* _WHAT YOU WILL DO_
1. In the passage about Tailwind, which tool is used to create a new Angular project?
2. Pick out every line of the records that contains the string "bare", treating uppercase and lowercase as different.

According to the tailwind site, "Tailwind is a utility first framework for rapidly building custom interfaces". What that means from my perspective, tailwind provides easy to remember css classes for creating user interfaces while writing minimal css.

"On the flip side, it also has no opinion about how your site should look and doesn't impose design decisions that you have to fight to undo."

I'm not going into details about how to use tailwind exactly, their site has easy to follow examples and it is well documented. So I suggest you peep at it after following the setup procedures that I'll show you.

Getting Started

So to get started you need to create a new angular project using the angular-cli.

* _INFORMATION SUPPLIED_
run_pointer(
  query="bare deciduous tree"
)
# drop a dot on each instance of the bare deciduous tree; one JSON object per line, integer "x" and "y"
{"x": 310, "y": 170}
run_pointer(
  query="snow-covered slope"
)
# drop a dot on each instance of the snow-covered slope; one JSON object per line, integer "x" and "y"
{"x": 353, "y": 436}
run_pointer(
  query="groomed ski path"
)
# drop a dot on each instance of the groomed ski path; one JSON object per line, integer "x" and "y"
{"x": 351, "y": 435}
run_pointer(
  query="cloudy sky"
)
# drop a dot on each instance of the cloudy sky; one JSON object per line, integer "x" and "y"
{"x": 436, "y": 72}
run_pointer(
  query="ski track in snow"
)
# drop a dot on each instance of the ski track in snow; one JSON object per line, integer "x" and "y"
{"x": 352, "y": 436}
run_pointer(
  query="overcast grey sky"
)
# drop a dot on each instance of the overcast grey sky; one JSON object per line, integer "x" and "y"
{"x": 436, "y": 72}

* _ANSWERS TO THE TASKS_
1. The angular-cli.

2.
  query="bare deciduous tree"
# drop a dot on each instance of the bare deciduous tree; one JSON object per line, integer "x" and "y"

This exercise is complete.